Task to carry out. Would you write out all of the data exactly as it appears below?
___ Supplied records ___
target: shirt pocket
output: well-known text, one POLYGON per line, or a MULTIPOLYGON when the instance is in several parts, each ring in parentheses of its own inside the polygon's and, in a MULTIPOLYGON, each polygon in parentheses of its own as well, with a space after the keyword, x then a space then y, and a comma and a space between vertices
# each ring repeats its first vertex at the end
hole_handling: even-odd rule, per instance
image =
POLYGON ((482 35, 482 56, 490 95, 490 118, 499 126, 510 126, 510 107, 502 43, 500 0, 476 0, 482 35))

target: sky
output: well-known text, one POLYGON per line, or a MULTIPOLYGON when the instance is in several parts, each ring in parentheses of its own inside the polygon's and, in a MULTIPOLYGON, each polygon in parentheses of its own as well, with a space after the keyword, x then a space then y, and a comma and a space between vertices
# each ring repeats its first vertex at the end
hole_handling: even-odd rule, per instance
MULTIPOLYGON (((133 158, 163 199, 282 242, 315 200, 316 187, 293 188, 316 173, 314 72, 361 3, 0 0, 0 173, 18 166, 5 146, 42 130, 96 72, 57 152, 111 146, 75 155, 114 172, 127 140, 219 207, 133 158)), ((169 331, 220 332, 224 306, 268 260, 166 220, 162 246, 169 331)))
___
Solution for this task.
target: shirt pocket
output: well-known text, one POLYGON per line, or a MULTIPOLYGON when the instance is in several parts, each ring in parentheses of its own inside the polygon's and, in a MULTIPOLYGON, each polygon in parentheses of its own as well, with a space after the keyword, x then a space then y, and a comma and a space between vertices
# each ring repeats its first vertex at the end
hole_handling: even-odd rule, per instance
image =
POLYGON ((482 35, 482 56, 490 95, 490 118, 499 126, 510 126, 510 107, 502 43, 500 0, 476 0, 482 35))

target: sky
output: well-known text, one POLYGON per line, or a MULTIPOLYGON when the instance is in several parts, each ring in parentheses of its own inside the polygon's and, in a MULTIPOLYGON, each polygon in parentheses of its own as well, with a space after the keyword, x then a space then y, and a comma and a space between vertices
# each ring repeats its first vertex at the end
hole_handling: even-odd rule, per instance
MULTIPOLYGON (((133 158, 163 199, 282 242, 315 200, 316 187, 293 188, 316 173, 314 72, 361 3, 0 0, 0 173, 18 166, 5 146, 42 130, 96 72, 57 152, 111 146, 75 155, 114 172, 127 140, 219 207, 133 158)), ((169 331, 220 332, 224 306, 268 260, 166 220, 162 246, 169 331)))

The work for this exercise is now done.